- [DATA TO PROCESS]:
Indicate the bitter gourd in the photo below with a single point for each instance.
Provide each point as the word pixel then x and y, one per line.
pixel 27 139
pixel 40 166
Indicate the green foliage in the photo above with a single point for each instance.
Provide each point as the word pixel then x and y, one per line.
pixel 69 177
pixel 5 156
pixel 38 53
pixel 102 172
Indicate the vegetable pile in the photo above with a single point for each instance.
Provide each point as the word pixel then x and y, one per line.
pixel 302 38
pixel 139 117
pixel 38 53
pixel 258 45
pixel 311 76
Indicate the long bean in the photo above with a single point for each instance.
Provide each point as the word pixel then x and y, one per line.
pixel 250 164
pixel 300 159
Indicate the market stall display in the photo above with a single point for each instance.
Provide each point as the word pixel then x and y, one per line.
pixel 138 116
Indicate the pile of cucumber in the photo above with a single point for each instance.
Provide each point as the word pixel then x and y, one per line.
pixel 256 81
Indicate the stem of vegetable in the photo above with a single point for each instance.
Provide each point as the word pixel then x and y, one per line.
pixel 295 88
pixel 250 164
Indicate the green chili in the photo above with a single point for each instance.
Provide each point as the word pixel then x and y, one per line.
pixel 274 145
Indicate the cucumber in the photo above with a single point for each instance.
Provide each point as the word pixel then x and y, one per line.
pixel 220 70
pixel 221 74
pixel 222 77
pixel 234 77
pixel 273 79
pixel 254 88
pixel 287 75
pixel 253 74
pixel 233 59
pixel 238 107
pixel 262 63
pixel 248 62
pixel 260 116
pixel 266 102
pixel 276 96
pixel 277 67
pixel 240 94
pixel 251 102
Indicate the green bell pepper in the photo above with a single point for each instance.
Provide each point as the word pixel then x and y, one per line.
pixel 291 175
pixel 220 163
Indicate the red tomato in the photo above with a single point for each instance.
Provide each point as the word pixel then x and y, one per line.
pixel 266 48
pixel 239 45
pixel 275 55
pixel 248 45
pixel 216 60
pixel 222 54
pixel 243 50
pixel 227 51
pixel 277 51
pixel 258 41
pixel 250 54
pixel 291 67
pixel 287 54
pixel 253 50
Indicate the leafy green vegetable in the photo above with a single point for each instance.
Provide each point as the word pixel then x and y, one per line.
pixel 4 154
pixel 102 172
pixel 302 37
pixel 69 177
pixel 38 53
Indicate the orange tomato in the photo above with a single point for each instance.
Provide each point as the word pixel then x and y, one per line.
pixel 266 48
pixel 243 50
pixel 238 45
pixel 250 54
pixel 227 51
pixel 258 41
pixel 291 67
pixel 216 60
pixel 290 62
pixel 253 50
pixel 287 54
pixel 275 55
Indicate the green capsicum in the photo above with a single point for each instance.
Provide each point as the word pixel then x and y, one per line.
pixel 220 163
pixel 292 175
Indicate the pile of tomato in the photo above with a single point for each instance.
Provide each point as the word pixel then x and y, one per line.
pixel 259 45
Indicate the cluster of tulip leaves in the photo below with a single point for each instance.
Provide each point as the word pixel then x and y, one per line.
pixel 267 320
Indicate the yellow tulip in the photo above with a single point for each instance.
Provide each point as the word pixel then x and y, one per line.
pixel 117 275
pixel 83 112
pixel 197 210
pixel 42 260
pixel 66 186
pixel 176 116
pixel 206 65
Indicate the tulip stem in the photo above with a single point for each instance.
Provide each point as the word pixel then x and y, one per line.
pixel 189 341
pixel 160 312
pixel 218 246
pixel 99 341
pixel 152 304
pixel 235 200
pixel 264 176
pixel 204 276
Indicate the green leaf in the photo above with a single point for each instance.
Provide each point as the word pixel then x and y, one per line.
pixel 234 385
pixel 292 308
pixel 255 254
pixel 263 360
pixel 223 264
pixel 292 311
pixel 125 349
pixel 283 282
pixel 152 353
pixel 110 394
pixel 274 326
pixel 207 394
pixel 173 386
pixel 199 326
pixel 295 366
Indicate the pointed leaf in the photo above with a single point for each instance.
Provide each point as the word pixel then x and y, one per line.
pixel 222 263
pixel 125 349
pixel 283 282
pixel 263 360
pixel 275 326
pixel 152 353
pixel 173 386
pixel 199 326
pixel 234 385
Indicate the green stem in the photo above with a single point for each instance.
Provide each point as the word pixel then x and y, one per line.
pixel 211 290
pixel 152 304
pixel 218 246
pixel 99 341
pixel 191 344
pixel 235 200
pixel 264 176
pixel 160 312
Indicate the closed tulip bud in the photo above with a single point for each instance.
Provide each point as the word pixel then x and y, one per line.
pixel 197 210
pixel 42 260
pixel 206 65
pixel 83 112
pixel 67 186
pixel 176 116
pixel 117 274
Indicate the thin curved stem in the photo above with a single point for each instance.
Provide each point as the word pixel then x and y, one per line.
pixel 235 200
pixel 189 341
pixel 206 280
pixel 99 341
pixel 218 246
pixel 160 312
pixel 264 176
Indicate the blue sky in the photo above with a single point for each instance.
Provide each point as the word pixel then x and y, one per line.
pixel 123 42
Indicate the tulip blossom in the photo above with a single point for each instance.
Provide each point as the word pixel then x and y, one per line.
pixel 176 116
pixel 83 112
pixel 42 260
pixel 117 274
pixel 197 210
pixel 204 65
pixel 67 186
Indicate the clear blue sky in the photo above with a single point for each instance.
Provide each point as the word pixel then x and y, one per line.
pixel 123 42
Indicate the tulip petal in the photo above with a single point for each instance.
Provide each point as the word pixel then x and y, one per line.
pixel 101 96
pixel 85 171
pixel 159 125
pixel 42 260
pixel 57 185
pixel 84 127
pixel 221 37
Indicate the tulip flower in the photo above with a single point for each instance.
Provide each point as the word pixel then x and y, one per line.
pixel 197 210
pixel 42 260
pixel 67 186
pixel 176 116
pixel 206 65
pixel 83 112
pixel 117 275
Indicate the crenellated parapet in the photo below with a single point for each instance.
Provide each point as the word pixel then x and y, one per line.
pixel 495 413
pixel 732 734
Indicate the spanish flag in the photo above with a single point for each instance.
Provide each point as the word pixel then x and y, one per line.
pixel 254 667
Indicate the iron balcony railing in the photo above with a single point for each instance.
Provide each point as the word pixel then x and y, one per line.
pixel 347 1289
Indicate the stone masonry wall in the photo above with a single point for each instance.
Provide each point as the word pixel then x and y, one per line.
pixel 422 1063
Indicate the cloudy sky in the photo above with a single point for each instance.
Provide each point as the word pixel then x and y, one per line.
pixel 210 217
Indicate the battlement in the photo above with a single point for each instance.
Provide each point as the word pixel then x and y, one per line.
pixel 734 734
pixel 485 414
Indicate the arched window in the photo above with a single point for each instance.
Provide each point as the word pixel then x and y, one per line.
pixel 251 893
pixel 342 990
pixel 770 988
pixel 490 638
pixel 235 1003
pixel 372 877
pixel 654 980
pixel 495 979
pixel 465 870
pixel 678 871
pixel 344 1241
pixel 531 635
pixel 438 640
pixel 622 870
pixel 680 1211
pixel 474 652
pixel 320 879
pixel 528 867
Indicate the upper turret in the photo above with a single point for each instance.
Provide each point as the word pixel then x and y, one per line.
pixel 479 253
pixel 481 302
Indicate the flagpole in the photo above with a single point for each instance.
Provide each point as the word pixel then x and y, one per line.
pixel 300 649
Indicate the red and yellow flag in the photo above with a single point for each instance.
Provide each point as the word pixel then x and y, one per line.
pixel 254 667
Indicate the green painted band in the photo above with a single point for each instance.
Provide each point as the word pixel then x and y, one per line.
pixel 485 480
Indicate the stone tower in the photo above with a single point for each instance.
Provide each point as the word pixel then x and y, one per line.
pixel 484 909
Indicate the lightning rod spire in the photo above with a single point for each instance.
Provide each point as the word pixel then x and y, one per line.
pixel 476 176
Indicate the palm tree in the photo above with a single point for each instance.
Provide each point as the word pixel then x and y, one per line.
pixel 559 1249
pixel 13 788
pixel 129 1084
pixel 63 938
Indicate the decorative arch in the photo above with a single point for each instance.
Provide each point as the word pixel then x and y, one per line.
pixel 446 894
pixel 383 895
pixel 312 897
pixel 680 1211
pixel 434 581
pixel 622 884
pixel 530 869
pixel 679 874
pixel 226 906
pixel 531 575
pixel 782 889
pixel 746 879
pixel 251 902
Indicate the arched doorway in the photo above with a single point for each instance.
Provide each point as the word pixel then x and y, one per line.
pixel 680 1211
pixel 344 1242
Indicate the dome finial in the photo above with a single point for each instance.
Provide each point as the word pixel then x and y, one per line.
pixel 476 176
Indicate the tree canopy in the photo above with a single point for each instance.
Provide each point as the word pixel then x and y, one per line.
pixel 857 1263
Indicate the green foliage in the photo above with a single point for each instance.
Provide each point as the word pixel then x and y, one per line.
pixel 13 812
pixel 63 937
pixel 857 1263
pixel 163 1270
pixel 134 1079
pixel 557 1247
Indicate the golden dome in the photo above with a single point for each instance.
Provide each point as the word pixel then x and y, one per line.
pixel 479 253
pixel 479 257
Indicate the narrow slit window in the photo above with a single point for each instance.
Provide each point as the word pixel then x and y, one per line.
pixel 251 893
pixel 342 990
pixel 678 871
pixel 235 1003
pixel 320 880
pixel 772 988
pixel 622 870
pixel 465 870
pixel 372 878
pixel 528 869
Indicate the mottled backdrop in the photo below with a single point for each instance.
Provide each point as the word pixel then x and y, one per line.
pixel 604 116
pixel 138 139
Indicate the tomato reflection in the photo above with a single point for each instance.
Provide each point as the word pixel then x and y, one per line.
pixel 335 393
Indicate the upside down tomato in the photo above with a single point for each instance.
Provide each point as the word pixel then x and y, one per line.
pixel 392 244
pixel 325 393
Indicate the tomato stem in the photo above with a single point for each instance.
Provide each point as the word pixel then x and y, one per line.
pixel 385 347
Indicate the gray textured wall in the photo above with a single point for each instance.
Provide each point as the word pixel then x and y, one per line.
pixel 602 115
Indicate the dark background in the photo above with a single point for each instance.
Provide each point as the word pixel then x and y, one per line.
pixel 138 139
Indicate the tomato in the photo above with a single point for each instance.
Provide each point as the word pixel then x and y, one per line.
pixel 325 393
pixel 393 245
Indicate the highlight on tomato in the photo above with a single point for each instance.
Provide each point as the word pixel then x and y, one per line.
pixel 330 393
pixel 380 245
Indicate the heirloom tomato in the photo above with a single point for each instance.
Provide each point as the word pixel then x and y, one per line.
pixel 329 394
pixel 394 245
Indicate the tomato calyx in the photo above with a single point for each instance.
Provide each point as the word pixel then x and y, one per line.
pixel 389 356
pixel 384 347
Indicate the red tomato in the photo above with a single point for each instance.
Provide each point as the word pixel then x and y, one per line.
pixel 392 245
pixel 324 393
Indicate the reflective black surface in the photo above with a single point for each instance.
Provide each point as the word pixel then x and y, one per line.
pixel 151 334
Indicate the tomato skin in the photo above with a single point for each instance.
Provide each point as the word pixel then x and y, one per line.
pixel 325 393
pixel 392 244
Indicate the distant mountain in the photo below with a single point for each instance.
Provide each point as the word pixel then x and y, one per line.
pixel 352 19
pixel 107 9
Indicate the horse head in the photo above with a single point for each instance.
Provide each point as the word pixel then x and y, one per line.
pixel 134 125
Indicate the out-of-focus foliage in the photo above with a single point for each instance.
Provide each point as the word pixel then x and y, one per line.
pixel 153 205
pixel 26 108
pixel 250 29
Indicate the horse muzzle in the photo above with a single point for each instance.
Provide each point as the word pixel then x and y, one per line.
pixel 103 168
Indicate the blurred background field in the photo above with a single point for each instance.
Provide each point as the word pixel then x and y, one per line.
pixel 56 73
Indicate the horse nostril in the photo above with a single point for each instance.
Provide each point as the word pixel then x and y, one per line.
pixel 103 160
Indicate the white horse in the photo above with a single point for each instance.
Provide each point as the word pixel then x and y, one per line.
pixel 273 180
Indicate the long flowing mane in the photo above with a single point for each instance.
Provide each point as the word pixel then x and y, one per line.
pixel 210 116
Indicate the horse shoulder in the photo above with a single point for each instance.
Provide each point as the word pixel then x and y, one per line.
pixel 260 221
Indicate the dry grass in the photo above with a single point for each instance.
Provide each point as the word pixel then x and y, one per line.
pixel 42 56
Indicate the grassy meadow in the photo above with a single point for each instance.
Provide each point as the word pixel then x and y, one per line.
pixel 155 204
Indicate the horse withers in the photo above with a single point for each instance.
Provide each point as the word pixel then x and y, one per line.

- [WHAT TO DO]:
Repeat the lines starting at the one containing "Indicate the reflective" and ending at the one containing "pixel 56 73", substituting "Mark" for "Indicate" and leaving everything else unchanged.

- [EXERCISE OUTPUT]:
Mark the reflective black surface in the photo above with a single point for each instance.
Provide each point as the word pixel then x and y, one per line.
pixel 151 334
Mark the tomato skin in the photo above with a single point for each instance.
Provide each point as the word pixel then x and y, one per line.
pixel 325 393
pixel 392 244
Mark the distant mountain in the photo below with a single point for each instance.
Provide each point as the word pixel then x and y, one per line.
pixel 352 19
pixel 107 9
Mark the horse head in the photo above with a single point for each instance.
Provide each point as the word pixel then x and y, one per line.
pixel 134 125
Mark the out-of-focus foliage in the photo above with a single point for each instance.
Provide each point as the word pixel then x and y, one per line.
pixel 153 205
pixel 26 108
pixel 250 29
Mark the horse muzzle in the photo above with a single point for each instance.
Provide each point as the word pixel then x and y, one per line.
pixel 103 168
Mark the blurred background field in the photo above with a single point for each instance.
Provide each point as the word pixel then x and y, one per line.
pixel 56 73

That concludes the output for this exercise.